§ SOURCE DATA:
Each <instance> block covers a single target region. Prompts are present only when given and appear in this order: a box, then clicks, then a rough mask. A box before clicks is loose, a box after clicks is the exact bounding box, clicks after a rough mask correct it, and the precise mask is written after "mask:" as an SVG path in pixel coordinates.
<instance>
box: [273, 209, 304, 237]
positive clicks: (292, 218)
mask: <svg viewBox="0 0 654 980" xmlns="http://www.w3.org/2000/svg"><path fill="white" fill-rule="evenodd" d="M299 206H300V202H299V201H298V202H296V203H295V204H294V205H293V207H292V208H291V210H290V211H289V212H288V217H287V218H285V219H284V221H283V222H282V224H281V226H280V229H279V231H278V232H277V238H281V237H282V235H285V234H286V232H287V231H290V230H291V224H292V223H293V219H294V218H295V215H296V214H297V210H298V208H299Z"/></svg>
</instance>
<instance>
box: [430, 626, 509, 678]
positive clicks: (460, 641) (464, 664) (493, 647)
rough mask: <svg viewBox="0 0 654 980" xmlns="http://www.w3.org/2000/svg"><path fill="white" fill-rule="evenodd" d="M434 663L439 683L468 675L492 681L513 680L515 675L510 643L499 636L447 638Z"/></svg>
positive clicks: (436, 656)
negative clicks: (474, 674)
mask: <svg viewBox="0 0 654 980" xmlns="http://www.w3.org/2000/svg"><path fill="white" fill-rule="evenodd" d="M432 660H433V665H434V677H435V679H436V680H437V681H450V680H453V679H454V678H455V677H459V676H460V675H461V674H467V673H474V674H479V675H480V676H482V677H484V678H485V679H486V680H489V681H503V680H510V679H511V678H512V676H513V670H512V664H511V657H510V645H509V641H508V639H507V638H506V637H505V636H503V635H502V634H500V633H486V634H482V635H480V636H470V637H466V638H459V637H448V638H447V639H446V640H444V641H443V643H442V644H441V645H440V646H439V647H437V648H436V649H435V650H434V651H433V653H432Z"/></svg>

§ DIRECTIONS:
Exactly the lines from the line holding "</instance>" through the close of the listing above make up the answer; include nothing else.

§ EXERCISE SOLUTION:
</instance>
<instance>
box: [430, 626, 509, 678]
positive clicks: (460, 641) (464, 664) (493, 647)
rough mask: <svg viewBox="0 0 654 980" xmlns="http://www.w3.org/2000/svg"><path fill="white" fill-rule="evenodd" d="M434 663L439 683L468 675L492 681L513 680L515 675L510 643L499 636L447 638Z"/></svg>
positive clicks: (436, 656)
negative clicks: (474, 674)
mask: <svg viewBox="0 0 654 980" xmlns="http://www.w3.org/2000/svg"><path fill="white" fill-rule="evenodd" d="M432 660H433V665H434V677H435V679H436V680H437V681H450V680H453V679H454V678H455V677H459V676H460V675H461V674H467V673H474V674H479V675H480V676H482V677H484V678H485V679H486V680H489V681H503V680H510V679H511V678H512V676H513V670H512V664H511V657H510V645H509V641H508V639H507V638H506V637H505V636H503V635H502V634H500V633H486V634H482V635H480V636H470V637H466V638H459V637H448V638H447V639H446V640H444V641H443V643H442V644H441V645H440V646H439V647H437V648H436V649H435V650H434V651H433V653H432Z"/></svg>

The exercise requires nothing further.